● Document text
## Begin

Available data indicate some decoupling of waste generation from economic production in the manufacturing and service sectors, and from household spending in the consumption phase. Per capita generation of municipal waste declined by 4% between 2004 and 2012, falling to 481 kg per capita.
Looking beyond waste generation, there are also signs of improved waste management in Europe. Between 2004 and 2010, the EU-28, Iceland and Norway reduced the amount of waste deposited in landfills substantially, from 31% of total waste generated (excluding mineral, combustion, animal and vegetable wastes) to 22%. This was partly due to an improvement in recycling rates of municipal waste, from 28% in 2004 to 36% in 2012.
Better waste management has reduced pressures associated with waste disposal, such as pollution from incineration or landfilling. But it has also mitigated pressures associated with extracting and processing new resources. The EEA estimates that improved municipal waste management in the EU-27, Switzerland and Norway cut annual net greenhouse gas emissions by 57 million tonnes of CO2-equivalent in the period 1990–2012, with most of that reduction achieved since 2000. The two main factors responsible for this were reduced methane emissions from landfill and avoided emissions through recycling.

## End

Pointing data excerpts:

## Begin

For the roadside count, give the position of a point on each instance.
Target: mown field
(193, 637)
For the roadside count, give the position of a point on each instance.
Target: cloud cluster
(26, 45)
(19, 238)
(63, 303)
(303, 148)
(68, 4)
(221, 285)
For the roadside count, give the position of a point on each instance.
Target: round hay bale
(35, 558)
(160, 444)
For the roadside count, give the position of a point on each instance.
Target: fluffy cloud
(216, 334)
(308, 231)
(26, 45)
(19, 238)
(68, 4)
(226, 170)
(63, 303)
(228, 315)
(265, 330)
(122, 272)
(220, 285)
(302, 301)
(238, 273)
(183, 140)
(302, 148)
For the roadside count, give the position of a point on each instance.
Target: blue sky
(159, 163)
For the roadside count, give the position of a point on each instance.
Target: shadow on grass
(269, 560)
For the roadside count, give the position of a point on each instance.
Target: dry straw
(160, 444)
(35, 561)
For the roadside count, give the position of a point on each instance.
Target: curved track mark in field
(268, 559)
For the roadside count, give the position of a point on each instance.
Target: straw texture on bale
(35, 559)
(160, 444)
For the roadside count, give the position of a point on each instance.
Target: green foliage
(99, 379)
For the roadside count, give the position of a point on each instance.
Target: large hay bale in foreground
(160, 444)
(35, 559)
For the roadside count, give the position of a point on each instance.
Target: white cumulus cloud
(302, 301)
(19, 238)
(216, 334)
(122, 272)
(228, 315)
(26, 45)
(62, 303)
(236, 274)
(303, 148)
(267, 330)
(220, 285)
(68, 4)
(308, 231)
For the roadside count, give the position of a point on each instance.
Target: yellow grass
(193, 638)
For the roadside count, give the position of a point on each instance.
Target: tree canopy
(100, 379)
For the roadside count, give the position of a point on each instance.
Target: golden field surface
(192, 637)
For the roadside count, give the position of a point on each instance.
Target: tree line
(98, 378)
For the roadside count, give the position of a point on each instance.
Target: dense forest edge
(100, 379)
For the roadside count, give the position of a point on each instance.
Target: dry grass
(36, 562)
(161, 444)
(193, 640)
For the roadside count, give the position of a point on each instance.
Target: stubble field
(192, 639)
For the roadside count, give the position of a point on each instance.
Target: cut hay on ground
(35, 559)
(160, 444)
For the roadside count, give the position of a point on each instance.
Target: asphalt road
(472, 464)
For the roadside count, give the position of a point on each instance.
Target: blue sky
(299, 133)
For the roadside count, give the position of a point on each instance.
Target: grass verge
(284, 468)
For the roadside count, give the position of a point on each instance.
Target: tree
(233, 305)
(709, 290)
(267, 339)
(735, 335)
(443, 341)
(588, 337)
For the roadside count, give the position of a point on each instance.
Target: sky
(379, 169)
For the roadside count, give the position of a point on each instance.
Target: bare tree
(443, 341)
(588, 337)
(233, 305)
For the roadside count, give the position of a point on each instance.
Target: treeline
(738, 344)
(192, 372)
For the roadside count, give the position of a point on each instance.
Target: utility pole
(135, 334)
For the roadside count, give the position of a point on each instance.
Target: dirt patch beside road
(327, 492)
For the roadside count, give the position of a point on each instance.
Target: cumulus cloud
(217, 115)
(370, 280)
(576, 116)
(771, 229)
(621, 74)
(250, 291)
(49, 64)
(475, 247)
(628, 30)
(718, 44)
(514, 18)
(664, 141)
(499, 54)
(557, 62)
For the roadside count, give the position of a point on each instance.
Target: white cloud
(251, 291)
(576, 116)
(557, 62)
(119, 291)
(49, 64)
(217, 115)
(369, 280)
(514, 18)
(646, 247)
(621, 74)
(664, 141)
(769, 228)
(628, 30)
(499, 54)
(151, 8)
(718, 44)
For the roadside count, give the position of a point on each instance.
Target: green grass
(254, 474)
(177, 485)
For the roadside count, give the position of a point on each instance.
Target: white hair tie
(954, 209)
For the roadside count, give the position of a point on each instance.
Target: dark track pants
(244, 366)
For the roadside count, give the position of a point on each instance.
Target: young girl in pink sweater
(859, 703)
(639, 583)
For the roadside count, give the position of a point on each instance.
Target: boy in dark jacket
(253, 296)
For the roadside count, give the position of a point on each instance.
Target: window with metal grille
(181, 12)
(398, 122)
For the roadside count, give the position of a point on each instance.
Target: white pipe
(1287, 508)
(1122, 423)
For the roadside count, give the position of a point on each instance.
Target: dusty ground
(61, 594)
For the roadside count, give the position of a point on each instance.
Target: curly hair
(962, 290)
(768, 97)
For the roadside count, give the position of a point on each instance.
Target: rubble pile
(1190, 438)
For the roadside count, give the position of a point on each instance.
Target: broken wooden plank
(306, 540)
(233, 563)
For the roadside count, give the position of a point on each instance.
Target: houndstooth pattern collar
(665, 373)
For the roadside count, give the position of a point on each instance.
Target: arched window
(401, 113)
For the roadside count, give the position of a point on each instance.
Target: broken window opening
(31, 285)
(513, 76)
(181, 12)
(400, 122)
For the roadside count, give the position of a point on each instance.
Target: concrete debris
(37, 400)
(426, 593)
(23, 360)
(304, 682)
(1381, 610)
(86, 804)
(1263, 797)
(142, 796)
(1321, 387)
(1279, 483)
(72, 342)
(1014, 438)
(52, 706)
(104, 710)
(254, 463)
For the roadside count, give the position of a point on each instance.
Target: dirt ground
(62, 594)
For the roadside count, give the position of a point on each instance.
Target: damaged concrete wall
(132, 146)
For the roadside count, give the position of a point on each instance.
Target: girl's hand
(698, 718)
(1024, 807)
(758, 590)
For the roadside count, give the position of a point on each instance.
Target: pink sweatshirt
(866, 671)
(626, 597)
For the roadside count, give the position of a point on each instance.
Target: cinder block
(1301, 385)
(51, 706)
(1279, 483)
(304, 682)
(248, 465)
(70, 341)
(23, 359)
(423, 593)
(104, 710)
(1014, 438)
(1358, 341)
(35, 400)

## End

● Short exercise
Extract the waste passage word for word, from its first sentence to its last. The records were drawn from a source separate from the waste passage.

● Answer to the problem
Available data indicate some decoupling of waste generation from economic production in the manufacturing and service sectors, and from household spending in the consumption phase. Per capita generation of municipal waste declined by 4% between 2004 and 2012, falling to 481 kg per capita.
Looking beyond waste generation, there are also signs of improved waste management in Europe. Between 2004 and 2010, the EU-28, Iceland and Norway reduced the amount of waste deposited in landfills substantially, from 31% of total waste generated (excluding mineral, combustion, animal and vegetable wastes) to 22%. This was partly due to an improvement in recycling rates of municipal waste, from 28% in 2004 to 36% in 2012.
Better waste management has reduced pressures associated with waste disposal, such as pollution from incineration or landfilling. But it has also mitigated pressures associated with extracting and processing new resources. The EEA estimates that improved municipal waste management in the EU-27, Switzerland and Norway cut annual net greenhouse gas emissions by 57 million tonnes of CO2-equivalent in the period 1990–2012, with most of that reduction achieved since 2000. The two main factors responsible for this were reduced methane emissions from landfill and avoided emissions through recycling.